• **YOUR GOAL**: Would you write out the entries below, every one of them, exactly?

• **DATA FOR PROCESSING**:

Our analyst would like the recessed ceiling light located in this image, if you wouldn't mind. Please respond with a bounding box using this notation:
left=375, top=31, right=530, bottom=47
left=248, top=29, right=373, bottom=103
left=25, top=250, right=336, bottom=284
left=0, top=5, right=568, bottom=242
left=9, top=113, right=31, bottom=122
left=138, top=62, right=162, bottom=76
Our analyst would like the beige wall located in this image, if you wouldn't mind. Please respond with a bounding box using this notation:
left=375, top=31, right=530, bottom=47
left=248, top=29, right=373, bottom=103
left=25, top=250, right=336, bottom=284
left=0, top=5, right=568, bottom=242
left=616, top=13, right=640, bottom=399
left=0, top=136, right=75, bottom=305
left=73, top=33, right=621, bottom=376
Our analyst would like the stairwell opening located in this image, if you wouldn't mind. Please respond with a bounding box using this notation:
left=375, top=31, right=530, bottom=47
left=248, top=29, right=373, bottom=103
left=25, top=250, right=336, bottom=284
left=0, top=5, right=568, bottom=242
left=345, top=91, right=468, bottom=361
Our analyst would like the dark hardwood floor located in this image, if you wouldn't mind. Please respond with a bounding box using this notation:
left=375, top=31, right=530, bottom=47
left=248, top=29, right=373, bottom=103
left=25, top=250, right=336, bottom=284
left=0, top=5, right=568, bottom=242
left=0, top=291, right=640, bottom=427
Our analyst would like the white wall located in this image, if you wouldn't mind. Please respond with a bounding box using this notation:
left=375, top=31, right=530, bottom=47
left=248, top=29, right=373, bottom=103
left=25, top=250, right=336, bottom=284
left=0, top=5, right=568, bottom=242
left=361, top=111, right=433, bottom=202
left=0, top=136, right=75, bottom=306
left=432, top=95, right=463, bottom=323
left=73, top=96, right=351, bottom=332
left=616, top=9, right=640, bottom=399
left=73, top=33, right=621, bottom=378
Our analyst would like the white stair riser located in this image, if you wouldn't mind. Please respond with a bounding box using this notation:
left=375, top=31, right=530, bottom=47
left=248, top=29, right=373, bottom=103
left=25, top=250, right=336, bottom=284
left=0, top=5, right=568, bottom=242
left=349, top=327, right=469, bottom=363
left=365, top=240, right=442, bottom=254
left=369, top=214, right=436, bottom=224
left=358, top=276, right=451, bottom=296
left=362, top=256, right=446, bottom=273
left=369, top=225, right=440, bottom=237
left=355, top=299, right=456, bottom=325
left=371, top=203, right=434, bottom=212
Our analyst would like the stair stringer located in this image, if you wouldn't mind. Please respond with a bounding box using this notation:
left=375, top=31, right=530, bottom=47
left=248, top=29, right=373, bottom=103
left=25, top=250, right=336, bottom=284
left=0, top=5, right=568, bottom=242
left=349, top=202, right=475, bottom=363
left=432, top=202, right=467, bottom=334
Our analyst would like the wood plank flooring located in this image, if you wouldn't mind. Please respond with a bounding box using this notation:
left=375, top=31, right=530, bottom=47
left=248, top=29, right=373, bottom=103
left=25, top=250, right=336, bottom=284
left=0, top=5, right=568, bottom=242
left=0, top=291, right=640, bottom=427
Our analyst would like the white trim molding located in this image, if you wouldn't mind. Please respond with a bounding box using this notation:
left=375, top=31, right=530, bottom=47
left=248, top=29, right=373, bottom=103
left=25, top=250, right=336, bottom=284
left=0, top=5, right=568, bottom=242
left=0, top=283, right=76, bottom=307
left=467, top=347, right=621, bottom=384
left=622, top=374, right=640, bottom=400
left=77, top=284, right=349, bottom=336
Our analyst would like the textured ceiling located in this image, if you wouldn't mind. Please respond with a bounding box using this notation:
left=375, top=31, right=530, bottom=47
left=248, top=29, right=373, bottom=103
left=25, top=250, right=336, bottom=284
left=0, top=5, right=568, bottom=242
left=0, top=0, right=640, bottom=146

• **CORRECT RESPONSE**:
Our analyst would like the recessed ceiling light located in this image, if you wouldn't mind. Please respond with a bounding box using this notation:
left=375, top=31, right=530, bottom=47
left=248, top=29, right=373, bottom=103
left=25, top=250, right=336, bottom=284
left=0, top=5, right=568, bottom=242
left=9, top=113, right=31, bottom=122
left=138, top=62, right=162, bottom=76
Our analyst would like the beige wall located in this image, if you wouldn't mind. Please respond with a bounding box using this notation:
left=375, top=31, right=530, bottom=47
left=248, top=29, right=373, bottom=103
left=25, top=250, right=336, bottom=284
left=0, top=5, right=568, bottom=242
left=616, top=13, right=640, bottom=399
left=0, top=136, right=75, bottom=305
left=73, top=33, right=621, bottom=376
Our analyst would like the stairwell opening located in this image, if you wouldn't mind. Please respond with a bounding box using this notation:
left=375, top=31, right=530, bottom=47
left=248, top=29, right=373, bottom=103
left=25, top=250, right=336, bottom=284
left=0, top=5, right=568, bottom=242
left=345, top=91, right=468, bottom=361
Our analyst would like the dark hardwood floor located in this image, if you wouldn't mind. Please respond with a bounding box using this notation:
left=375, top=31, right=530, bottom=47
left=248, top=29, right=373, bottom=103
left=25, top=250, right=336, bottom=284
left=0, top=5, right=568, bottom=242
left=0, top=291, right=640, bottom=427
Our analyst would like the white wall located in this image, if you wouldn't mind. Please respond with a bounding box using this notation:
left=375, top=31, right=530, bottom=47
left=248, top=29, right=373, bottom=103
left=25, top=250, right=336, bottom=284
left=0, top=5, right=568, bottom=242
left=361, top=111, right=433, bottom=202
left=0, top=136, right=75, bottom=306
left=432, top=95, right=463, bottom=323
left=73, top=96, right=351, bottom=332
left=616, top=9, right=640, bottom=399
left=73, top=33, right=621, bottom=378
Our analyst would like the white stair riser located in this image, if you wouldn't mind. Please respond with a bounding box using this notation:
left=375, top=31, right=530, bottom=47
left=248, top=29, right=373, bottom=103
left=25, top=250, right=336, bottom=284
left=0, top=5, right=568, bottom=242
left=349, top=327, right=469, bottom=363
left=365, top=240, right=442, bottom=254
left=369, top=214, right=436, bottom=224
left=358, top=276, right=451, bottom=296
left=362, top=256, right=446, bottom=273
left=369, top=225, right=440, bottom=237
left=355, top=299, right=456, bottom=325
left=371, top=203, right=434, bottom=212
Our analyst would like the stair stringer located in this image, if you wouldn't mind. Please respond with a bounding box using this notation:
left=375, top=31, right=530, bottom=47
left=248, top=29, right=373, bottom=103
left=25, top=250, right=336, bottom=284
left=0, top=5, right=568, bottom=242
left=349, top=202, right=475, bottom=363
left=432, top=202, right=467, bottom=334
Our analyst would like the wood plank flooring located in this image, if you wouldn't mind. Please respond with a bounding box using this notation:
left=375, top=31, right=530, bottom=47
left=248, top=29, right=373, bottom=103
left=25, top=250, right=336, bottom=284
left=0, top=5, right=568, bottom=242
left=0, top=291, right=640, bottom=427
Our analyst would like the white trim molding located in this image, if you wouldn't mind. Please respond with a bounding box using this notation:
left=375, top=31, right=530, bottom=47
left=248, top=29, right=373, bottom=103
left=25, top=250, right=336, bottom=284
left=0, top=5, right=568, bottom=242
left=0, top=283, right=76, bottom=307
left=467, top=347, right=621, bottom=384
left=622, top=374, right=640, bottom=400
left=77, top=284, right=349, bottom=336
Our analyst would like the textured ceiling located in this image, if you wouldn't mind. Please respond with a bounding box using this notation:
left=375, top=31, right=530, bottom=47
left=248, top=29, right=373, bottom=103
left=25, top=250, right=336, bottom=284
left=0, top=5, right=568, bottom=242
left=0, top=0, right=640, bottom=146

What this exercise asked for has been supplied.